• Written instruction:
Collect every line of the data below that contains the string "woman", treating uppercase and lowercase letters as different.

—————

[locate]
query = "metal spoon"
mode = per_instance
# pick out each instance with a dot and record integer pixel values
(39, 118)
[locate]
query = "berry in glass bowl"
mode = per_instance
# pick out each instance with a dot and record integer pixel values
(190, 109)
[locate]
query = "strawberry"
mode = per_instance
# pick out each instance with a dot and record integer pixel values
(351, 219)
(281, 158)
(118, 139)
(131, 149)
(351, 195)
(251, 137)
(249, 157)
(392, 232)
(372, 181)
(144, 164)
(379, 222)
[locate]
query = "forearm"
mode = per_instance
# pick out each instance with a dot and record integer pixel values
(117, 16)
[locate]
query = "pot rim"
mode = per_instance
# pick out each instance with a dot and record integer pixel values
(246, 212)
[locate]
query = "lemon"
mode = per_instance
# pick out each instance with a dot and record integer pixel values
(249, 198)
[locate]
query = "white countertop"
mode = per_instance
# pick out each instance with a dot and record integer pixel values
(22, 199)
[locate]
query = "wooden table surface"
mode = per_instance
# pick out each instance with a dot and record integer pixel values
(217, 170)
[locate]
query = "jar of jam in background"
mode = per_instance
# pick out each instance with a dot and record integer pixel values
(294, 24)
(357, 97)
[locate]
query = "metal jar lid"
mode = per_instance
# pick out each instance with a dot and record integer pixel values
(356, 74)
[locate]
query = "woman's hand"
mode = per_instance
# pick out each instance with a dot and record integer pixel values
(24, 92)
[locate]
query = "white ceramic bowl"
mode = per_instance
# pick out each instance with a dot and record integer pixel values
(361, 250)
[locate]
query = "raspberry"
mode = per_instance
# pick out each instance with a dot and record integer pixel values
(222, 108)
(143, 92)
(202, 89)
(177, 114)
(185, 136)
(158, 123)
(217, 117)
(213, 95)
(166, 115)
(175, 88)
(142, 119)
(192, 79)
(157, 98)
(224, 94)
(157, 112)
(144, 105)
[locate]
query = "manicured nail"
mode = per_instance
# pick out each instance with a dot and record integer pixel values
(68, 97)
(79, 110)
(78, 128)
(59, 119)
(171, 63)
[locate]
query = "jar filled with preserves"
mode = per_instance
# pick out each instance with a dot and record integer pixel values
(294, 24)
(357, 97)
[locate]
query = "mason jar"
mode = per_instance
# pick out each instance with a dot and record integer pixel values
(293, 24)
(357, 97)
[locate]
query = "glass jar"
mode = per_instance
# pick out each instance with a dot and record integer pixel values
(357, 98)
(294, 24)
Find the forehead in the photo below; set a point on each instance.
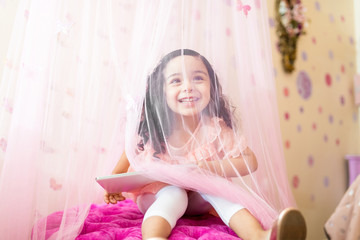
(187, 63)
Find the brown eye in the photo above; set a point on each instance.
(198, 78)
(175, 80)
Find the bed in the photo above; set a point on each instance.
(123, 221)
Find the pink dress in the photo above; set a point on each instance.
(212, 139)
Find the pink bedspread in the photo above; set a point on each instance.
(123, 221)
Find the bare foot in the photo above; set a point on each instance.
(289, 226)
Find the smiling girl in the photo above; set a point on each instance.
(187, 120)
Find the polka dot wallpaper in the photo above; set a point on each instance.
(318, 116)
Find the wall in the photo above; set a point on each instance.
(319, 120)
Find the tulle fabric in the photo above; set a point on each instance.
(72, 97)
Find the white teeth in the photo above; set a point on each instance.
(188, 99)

—————

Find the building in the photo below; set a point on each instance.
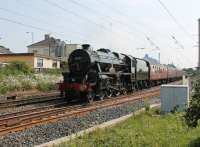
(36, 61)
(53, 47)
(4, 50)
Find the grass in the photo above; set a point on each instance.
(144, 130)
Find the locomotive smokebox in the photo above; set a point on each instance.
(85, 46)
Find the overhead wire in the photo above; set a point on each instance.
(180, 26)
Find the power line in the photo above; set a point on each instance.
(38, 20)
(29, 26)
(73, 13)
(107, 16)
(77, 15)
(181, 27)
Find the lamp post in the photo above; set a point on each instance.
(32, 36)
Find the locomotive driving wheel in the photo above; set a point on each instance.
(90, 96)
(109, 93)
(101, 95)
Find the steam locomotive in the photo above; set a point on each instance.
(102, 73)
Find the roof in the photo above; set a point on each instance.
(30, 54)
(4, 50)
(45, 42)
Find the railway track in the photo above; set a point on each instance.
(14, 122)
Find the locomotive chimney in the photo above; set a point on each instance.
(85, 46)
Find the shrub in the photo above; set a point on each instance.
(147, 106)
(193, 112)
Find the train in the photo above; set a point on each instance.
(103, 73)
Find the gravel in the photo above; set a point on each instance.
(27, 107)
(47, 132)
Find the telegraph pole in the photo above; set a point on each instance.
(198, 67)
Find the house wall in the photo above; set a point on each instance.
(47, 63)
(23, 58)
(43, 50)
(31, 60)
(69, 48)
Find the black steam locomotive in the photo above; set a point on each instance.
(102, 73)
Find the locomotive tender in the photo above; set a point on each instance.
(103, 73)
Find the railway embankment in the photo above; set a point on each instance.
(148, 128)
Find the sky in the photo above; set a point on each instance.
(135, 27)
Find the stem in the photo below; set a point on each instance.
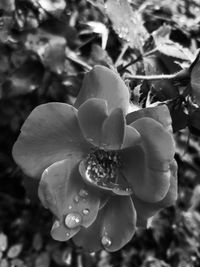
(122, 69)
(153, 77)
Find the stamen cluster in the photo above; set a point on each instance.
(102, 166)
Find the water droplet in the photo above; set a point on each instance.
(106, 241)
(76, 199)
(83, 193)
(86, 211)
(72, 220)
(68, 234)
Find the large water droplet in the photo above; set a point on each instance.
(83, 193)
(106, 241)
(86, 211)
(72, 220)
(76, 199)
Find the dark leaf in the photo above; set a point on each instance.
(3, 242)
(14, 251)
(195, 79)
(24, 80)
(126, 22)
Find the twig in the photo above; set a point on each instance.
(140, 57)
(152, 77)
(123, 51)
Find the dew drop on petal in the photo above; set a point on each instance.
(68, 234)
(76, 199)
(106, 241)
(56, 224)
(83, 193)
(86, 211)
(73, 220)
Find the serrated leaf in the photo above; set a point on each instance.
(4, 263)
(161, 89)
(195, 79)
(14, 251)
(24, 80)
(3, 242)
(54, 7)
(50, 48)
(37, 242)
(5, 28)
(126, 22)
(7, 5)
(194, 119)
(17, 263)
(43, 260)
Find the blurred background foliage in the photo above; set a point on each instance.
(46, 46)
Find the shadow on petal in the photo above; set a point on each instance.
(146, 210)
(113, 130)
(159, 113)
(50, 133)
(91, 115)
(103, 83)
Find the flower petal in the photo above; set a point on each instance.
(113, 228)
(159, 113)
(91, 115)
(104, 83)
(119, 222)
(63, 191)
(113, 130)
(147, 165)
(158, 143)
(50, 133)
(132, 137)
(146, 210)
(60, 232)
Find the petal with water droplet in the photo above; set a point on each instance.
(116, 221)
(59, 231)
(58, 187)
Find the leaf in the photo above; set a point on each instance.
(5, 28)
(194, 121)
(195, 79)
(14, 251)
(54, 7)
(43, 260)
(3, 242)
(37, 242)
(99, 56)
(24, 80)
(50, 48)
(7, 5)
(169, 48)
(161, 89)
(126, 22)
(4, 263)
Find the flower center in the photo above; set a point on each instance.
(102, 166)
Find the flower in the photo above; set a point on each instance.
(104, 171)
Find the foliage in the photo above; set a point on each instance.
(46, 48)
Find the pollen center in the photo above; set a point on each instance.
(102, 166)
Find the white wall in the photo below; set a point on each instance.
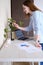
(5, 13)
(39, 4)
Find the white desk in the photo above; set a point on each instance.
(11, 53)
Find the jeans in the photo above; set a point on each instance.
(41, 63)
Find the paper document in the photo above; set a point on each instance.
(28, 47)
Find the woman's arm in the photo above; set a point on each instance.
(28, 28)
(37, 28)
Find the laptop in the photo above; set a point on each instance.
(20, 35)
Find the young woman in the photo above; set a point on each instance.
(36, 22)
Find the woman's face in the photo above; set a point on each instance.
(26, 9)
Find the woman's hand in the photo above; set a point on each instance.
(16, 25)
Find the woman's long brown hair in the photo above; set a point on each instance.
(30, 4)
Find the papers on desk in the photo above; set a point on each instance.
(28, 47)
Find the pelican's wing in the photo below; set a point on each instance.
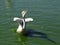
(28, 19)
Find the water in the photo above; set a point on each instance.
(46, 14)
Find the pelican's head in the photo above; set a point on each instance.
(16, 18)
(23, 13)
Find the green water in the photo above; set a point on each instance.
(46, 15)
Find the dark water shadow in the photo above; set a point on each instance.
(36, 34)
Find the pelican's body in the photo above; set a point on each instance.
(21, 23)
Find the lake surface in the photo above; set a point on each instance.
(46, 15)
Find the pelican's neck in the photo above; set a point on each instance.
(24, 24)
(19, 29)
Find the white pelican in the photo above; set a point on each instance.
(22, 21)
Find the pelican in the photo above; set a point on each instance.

—————

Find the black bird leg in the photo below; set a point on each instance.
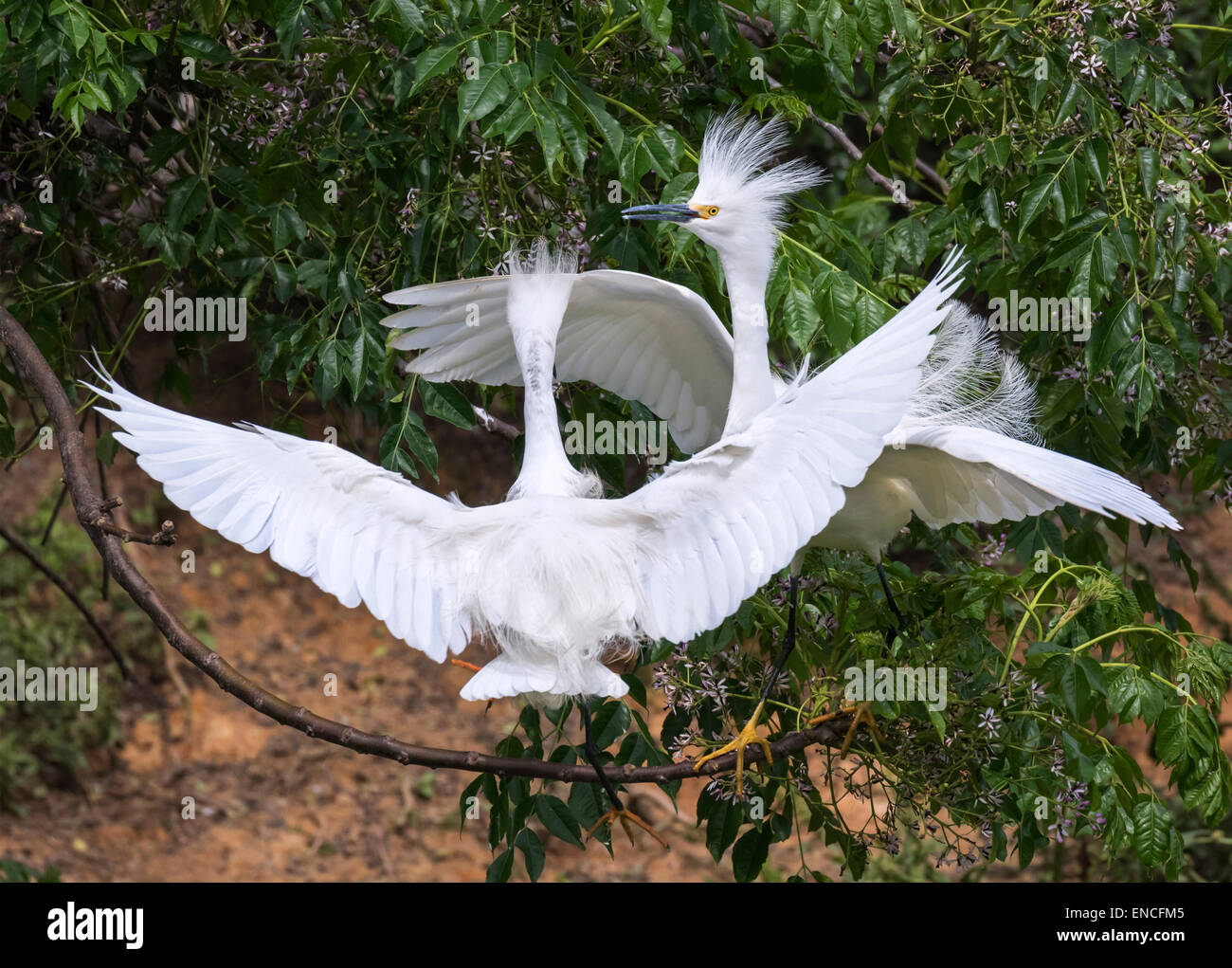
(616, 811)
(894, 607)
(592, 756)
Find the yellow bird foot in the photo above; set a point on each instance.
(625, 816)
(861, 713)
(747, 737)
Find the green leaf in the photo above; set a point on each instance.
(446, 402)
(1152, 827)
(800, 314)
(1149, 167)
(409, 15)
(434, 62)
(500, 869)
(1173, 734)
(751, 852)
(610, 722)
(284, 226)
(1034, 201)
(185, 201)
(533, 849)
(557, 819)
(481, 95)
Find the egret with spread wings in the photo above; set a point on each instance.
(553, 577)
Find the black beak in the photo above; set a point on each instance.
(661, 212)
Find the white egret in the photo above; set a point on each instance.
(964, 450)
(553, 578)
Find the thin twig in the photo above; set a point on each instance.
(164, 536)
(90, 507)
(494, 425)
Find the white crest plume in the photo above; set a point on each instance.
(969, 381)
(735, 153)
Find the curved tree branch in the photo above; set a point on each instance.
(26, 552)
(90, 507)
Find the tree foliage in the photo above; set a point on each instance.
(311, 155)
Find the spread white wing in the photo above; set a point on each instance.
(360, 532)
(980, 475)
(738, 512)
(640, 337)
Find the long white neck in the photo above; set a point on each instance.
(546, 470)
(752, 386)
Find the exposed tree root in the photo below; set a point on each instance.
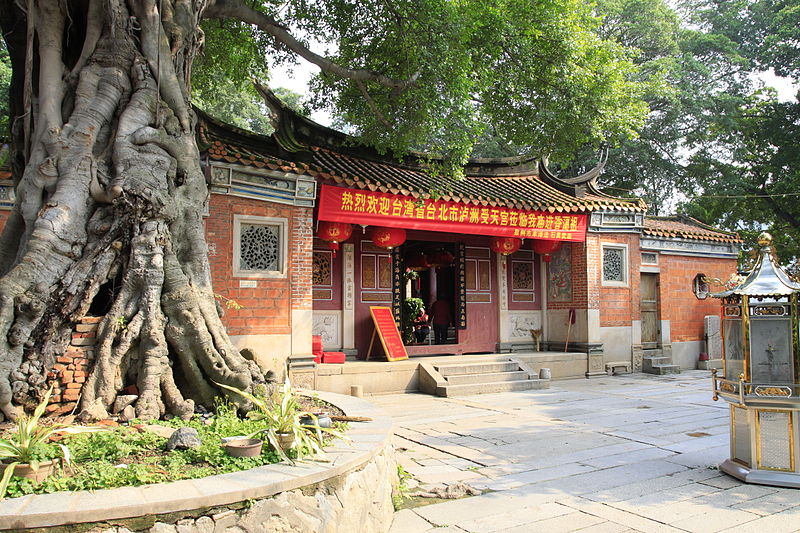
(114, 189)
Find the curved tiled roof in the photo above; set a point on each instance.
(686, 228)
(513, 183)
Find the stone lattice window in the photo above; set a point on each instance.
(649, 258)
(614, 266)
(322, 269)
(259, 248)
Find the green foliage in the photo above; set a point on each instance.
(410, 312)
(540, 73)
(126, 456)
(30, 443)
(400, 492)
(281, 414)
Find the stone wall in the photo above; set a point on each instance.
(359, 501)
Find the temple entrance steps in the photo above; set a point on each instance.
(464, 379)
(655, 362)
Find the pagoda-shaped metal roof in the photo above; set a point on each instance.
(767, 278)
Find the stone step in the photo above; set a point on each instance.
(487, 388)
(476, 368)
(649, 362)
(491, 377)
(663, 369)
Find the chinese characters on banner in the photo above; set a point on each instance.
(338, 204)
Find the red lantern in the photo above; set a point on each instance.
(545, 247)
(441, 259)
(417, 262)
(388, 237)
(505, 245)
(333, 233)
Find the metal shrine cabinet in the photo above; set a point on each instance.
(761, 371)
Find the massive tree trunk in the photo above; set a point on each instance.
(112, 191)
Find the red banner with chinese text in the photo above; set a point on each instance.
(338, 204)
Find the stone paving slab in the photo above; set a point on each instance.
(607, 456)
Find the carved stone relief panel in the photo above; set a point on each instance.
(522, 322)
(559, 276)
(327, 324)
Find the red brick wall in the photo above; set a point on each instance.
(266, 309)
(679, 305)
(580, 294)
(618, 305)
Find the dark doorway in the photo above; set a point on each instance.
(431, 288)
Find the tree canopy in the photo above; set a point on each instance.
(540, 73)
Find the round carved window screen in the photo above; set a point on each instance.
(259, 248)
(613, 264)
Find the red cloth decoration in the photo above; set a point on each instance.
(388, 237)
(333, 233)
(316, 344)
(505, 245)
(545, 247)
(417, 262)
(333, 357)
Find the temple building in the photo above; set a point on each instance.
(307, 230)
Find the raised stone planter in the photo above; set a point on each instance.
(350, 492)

—————

• Response to the exercise:
query = "woman's hand"
Find the woman's arm in the photo above; set a point on each instance.
Find the young woman in the photo above; set a point on each instance.
Find the woman's face in the photo above; set a point on each instance.
Find the woman's hand in the photo above; set a point on each instance.
Find the woman's long brown hair in the photo above; set a point on each instance.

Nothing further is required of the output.